- [EXERCISE]
In the lines starting at the beginning and ending at the line that contains "top-left (0, 0), bottom-right (680, 390)", change "waffle" to "pancake" and reproduce only those lines with everything else unchanged.

"""

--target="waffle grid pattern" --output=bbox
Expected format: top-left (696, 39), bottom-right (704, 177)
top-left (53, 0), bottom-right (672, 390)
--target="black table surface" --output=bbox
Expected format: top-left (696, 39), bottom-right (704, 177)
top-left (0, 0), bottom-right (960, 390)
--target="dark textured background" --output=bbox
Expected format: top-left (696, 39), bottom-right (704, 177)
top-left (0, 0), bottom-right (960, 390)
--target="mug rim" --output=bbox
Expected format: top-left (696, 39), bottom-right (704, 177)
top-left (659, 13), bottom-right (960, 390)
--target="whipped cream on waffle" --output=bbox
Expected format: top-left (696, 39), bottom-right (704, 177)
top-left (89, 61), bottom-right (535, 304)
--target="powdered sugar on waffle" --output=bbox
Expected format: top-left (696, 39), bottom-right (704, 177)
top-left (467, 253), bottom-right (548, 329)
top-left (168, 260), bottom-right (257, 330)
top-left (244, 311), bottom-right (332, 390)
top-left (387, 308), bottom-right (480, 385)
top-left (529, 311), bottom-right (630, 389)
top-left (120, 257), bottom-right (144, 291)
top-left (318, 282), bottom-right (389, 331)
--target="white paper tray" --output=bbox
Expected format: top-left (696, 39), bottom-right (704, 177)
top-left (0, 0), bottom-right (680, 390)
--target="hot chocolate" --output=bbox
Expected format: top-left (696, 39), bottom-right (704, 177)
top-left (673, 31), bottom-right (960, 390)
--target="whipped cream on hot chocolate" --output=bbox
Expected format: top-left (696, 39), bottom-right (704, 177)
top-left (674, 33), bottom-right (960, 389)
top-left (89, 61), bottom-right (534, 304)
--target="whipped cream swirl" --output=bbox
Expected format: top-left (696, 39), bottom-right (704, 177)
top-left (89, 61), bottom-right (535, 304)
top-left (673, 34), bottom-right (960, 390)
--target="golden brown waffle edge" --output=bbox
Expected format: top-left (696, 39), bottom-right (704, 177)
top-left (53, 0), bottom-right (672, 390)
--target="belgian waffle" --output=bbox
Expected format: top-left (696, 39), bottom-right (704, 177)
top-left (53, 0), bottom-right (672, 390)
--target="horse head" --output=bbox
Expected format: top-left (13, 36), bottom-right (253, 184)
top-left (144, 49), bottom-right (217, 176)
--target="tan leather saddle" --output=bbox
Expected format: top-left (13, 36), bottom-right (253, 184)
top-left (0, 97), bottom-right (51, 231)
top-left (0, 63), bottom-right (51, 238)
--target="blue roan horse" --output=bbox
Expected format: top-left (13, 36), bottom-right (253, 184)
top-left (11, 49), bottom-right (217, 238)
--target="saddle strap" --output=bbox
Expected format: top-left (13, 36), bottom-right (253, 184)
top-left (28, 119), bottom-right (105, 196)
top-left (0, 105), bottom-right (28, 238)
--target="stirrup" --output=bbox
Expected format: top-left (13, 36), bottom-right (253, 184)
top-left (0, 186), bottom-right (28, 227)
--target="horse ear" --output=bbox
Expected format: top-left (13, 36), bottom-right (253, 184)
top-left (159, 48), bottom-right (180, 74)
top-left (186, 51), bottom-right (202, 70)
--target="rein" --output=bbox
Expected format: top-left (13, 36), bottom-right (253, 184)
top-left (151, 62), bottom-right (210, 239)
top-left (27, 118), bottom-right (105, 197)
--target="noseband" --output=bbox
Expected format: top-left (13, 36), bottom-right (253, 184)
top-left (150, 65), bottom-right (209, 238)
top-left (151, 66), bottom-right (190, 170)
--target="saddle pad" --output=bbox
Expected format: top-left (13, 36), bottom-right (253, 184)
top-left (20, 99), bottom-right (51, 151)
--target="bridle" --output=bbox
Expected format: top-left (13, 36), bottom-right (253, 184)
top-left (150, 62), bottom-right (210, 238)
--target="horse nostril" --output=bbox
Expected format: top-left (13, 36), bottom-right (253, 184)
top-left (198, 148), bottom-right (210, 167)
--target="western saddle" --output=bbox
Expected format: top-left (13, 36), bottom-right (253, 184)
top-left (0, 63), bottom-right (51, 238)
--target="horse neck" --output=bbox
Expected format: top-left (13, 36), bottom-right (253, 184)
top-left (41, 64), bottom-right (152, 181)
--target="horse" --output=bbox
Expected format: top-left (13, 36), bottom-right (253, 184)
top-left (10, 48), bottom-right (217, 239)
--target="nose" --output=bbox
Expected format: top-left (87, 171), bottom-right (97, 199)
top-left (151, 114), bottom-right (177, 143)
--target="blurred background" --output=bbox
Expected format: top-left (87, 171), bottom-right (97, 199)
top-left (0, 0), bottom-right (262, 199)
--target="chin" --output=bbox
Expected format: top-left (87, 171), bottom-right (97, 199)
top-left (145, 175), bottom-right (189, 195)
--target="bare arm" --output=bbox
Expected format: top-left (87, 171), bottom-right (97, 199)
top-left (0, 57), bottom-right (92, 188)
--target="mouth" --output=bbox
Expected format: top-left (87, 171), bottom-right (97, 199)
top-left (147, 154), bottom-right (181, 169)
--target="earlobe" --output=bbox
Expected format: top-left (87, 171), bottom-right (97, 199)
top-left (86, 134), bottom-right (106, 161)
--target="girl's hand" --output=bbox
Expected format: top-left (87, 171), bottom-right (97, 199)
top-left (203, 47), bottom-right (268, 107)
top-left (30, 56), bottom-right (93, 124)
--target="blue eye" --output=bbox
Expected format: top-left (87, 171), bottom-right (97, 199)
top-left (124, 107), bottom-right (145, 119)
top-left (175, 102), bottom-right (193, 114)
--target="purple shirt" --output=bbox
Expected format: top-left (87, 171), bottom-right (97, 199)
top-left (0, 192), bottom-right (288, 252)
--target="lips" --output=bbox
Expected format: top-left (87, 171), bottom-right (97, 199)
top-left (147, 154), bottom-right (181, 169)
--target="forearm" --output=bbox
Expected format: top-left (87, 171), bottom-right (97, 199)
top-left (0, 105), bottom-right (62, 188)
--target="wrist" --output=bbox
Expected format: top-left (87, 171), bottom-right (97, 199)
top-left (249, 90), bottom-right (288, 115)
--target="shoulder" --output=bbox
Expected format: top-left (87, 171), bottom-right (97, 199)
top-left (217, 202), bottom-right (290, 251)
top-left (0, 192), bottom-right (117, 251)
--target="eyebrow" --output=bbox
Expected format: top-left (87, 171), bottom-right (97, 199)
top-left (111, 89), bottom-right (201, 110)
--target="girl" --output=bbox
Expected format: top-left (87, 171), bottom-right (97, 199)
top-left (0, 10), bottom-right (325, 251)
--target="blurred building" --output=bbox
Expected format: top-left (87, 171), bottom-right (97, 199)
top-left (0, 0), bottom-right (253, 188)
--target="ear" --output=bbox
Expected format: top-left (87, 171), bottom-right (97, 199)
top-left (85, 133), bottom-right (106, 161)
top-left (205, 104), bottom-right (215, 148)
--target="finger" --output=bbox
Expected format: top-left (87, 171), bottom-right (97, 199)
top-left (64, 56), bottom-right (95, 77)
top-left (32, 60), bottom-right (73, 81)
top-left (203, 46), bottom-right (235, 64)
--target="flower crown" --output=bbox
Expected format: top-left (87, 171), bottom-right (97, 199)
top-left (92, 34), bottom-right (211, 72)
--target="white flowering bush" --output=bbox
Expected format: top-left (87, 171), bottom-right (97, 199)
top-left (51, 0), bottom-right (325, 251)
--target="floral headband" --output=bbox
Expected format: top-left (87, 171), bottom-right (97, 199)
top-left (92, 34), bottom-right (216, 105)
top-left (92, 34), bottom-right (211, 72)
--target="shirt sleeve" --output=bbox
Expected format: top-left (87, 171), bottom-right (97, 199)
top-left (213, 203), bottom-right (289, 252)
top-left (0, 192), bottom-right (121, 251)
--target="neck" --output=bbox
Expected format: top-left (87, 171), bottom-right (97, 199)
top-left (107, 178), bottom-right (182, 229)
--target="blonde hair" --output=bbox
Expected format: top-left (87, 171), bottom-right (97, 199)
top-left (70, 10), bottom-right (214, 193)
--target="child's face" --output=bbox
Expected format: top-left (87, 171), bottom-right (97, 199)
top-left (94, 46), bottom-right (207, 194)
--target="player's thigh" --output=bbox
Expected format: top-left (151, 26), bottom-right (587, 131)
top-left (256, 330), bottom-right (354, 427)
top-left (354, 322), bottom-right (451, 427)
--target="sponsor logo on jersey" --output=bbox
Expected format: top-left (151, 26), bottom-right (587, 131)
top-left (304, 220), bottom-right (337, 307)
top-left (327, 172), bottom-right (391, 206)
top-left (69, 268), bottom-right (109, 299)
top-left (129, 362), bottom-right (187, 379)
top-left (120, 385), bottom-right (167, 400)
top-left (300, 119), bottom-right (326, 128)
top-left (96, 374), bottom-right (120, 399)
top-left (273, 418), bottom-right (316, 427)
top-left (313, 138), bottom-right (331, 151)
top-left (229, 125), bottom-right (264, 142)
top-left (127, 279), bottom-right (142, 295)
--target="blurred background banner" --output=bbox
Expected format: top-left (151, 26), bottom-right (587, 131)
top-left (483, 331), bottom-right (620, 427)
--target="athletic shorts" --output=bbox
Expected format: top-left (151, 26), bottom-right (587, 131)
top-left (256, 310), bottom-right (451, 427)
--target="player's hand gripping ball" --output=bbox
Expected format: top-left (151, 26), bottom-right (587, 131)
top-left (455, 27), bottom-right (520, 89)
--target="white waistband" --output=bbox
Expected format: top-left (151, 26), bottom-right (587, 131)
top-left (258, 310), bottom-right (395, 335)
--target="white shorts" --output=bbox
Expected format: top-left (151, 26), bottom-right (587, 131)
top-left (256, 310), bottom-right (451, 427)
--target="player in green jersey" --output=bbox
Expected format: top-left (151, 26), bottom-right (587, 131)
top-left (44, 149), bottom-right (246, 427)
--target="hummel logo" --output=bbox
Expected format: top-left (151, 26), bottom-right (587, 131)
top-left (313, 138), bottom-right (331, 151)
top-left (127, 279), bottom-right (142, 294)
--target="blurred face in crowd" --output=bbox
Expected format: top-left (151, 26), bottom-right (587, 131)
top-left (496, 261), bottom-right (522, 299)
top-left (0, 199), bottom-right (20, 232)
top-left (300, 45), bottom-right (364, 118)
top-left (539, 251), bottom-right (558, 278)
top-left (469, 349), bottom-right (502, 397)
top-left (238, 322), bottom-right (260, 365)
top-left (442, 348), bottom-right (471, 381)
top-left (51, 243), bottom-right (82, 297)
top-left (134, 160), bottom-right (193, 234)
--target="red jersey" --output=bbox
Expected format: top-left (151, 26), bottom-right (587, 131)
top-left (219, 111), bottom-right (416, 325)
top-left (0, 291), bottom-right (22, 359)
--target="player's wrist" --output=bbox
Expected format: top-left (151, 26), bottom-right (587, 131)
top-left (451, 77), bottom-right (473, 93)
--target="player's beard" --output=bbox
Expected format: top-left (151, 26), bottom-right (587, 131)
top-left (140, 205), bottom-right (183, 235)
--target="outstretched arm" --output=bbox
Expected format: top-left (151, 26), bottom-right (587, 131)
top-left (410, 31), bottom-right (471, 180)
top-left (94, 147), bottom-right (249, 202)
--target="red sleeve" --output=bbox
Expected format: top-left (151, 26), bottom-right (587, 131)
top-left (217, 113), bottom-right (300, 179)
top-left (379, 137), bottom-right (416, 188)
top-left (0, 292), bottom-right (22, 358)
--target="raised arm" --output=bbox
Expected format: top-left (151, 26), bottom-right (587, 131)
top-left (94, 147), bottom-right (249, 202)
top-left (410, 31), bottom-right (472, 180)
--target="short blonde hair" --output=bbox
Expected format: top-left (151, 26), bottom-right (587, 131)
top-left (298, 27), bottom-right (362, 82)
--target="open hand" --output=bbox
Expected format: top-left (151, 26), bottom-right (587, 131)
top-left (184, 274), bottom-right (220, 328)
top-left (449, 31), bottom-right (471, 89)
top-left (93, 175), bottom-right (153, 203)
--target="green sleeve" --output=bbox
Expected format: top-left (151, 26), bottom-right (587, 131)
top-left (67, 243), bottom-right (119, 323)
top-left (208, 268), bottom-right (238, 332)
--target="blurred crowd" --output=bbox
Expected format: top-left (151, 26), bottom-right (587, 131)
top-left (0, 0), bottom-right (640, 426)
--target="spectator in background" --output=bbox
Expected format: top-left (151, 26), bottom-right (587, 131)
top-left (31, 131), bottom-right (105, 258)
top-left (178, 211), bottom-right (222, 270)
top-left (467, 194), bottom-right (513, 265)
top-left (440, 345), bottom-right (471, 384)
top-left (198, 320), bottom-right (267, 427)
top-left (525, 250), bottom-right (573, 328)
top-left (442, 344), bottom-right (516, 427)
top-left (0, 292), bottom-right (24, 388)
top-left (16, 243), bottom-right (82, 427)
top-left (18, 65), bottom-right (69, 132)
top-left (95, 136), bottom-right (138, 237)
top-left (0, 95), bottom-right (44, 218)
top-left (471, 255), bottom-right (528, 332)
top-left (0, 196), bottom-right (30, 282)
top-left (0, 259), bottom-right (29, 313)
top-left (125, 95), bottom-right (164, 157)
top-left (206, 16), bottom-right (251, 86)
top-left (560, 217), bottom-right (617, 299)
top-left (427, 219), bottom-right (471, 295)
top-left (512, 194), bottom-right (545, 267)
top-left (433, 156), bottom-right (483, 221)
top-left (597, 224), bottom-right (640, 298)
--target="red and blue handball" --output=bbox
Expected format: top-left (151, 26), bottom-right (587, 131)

"""

- [WRITTEN ANSWER]
--target="pancake grid pattern" --output=bbox
Expected format: top-left (696, 39), bottom-right (704, 177)
top-left (53, 0), bottom-right (672, 390)
--target="black table surface" --output=bbox
Expected format: top-left (696, 39), bottom-right (704, 177)
top-left (0, 0), bottom-right (960, 390)
--target="dark textured background" --output=bbox
Expected format: top-left (696, 39), bottom-right (704, 177)
top-left (0, 0), bottom-right (960, 390)
--target="mug rim" --output=bbox
Expected format: top-left (696, 39), bottom-right (704, 177)
top-left (659, 13), bottom-right (960, 390)
--target="whipped cream on pancake" --output=bbox
Expected format: top-left (696, 39), bottom-right (704, 177)
top-left (89, 61), bottom-right (535, 304)
--target="powdered sugar on pancake" --output=bbox
Expected format: top-left (696, 39), bottom-right (704, 177)
top-left (467, 253), bottom-right (548, 329)
top-left (168, 260), bottom-right (257, 330)
top-left (244, 311), bottom-right (332, 390)
top-left (387, 308), bottom-right (480, 385)
top-left (529, 311), bottom-right (630, 389)
top-left (120, 257), bottom-right (144, 291)
top-left (318, 282), bottom-right (389, 331)
--target="white paper tray" --output=bbox
Expected format: top-left (696, 39), bottom-right (704, 177)
top-left (0, 0), bottom-right (680, 390)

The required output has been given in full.